_About this exercise_
So that the copy stays text only, transcribe the data below exactly and exclude the images.

*** Opening Task material ***

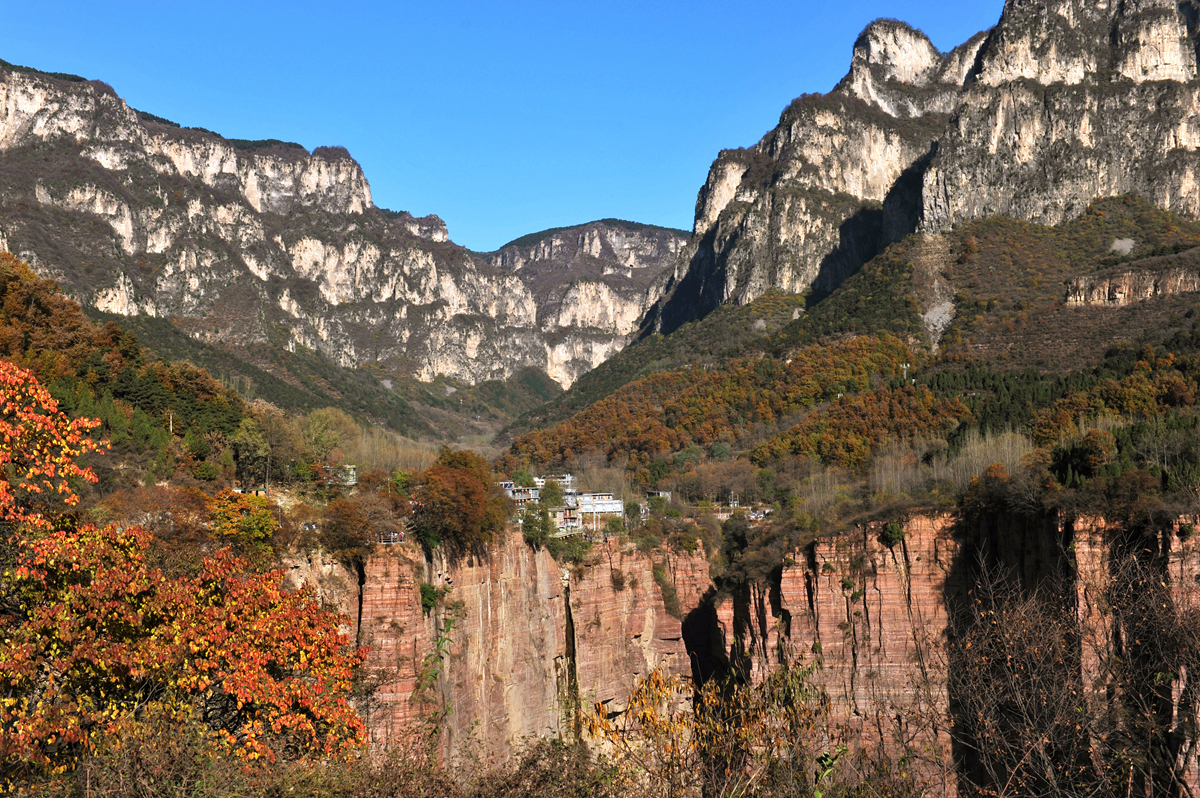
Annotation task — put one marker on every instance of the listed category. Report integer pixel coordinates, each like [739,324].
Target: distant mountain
[1062,102]
[263,244]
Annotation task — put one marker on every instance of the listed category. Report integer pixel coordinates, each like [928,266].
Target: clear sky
[502,118]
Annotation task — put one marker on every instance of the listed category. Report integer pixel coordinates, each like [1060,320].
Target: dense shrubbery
[100,641]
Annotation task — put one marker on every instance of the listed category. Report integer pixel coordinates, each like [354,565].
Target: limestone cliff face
[593,286]
[244,243]
[1061,102]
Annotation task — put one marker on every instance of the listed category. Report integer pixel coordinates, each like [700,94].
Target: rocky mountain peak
[1080,41]
[1061,102]
[900,52]
[252,244]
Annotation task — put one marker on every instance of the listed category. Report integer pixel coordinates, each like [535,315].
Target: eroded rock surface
[247,243]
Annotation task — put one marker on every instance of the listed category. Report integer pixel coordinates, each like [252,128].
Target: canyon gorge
[519,642]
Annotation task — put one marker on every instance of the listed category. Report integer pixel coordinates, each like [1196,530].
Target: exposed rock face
[1150,277]
[1061,102]
[523,640]
[593,285]
[247,243]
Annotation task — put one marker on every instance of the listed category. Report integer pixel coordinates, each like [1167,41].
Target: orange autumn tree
[95,637]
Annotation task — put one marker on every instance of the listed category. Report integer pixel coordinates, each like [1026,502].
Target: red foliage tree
[95,636]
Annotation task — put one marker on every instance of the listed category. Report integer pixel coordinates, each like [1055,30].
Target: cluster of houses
[579,511]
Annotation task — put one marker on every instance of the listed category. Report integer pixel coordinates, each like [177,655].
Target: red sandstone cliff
[526,636]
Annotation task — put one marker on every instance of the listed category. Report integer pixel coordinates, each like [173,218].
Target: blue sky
[502,118]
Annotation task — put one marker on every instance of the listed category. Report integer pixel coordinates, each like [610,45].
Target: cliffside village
[587,513]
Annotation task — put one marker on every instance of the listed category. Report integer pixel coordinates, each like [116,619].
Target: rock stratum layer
[519,641]
[1061,102]
[245,243]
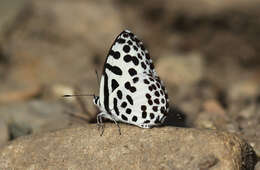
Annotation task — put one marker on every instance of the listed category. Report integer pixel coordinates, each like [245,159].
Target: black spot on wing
[134,118]
[119,94]
[115,54]
[132,72]
[114,84]
[130,100]
[115,106]
[106,94]
[114,69]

*** Closing Task material ***

_Output below_
Annotation task — put one marker on every instance of the listed category. Report integer pixel coordinates, each like [739,324].
Target: distant mountain
[1062,102]
[263,244]
Annotation task — put one marker on every instance of the listed category. Report integer pixel coordinates, each like [928,266].
Target: clear sky
[502,118]
Annotation task — put one marker on every instance of the listed category. Report integer pixel coordinates, each like [1060,320].
Target: dense shrubbery
[100,641]
Annotation task — put one marker on every instance of the listed category. Report integer pixel coordinates, each like [354,565].
Target: limestone cliff face
[593,286]
[244,243]
[1061,102]
Annotation task — put one marker on every instance of the listed category. Report integer pixel coordinates, each like [700,94].
Target: rocky mountain peak
[1080,41]
[1061,102]
[900,52]
[252,244]
Annotation task — put one marker on every instance of the listed category. Report integer pixel coordinates, each like [535,315].
Target: eroded rock surface
[247,243]
Annotation task — put one marker on every instance of the listed category. Report integer pixel coordinates, each like [252,128].
Target: canyon gorge
[519,642]
Annotation task — put one marker on every instance of the listed category. Report integer pixel coordinates, each like [1196,530].
Target: exposed rock face
[1150,277]
[1061,102]
[523,640]
[593,285]
[247,243]
Annotation task — put one marker on every instance of the listed category. Report integer pixel coordinates, each like [1167,41].
Target: orange autumn tree
[95,637]
Annotation task — put one marker on every instance of the listed category. Report integer pixel coordinates, each like [1026,502].
Target: red foliage tree
[95,636]
Annotation task — put one marker on every instance of the listed category. Report integer pixel coordinates, each like [1055,30].
Target: cluster of houses
[579,511]
Annotation task — put one marker on every instance of the listed category. Report integer pixel coordinates, each like [177,655].
Target: red sandstone cliff
[526,636]
Annotation task — put one marker on every instance of the listed category. Report integer pixel coordinates, each like [173,218].
Target: blue sky
[502,118]
Annotation task — put one marker on every instance of the listed category. Report integer pixel coordinates, each like [610,45].
Target: cliffside village
[587,513]
Annotation task — put one marker on every instance of the listed category. Report integer pixel coordinates, each like [116,619].
Target: rock stratum layer
[519,641]
[1061,102]
[245,243]
Annotation task — put one marker on every instance of the listed category. Report integer pixel coordinates, each like [245,159].
Target: black spot on wing
[134,118]
[119,94]
[115,54]
[132,72]
[114,84]
[130,100]
[115,106]
[106,94]
[114,69]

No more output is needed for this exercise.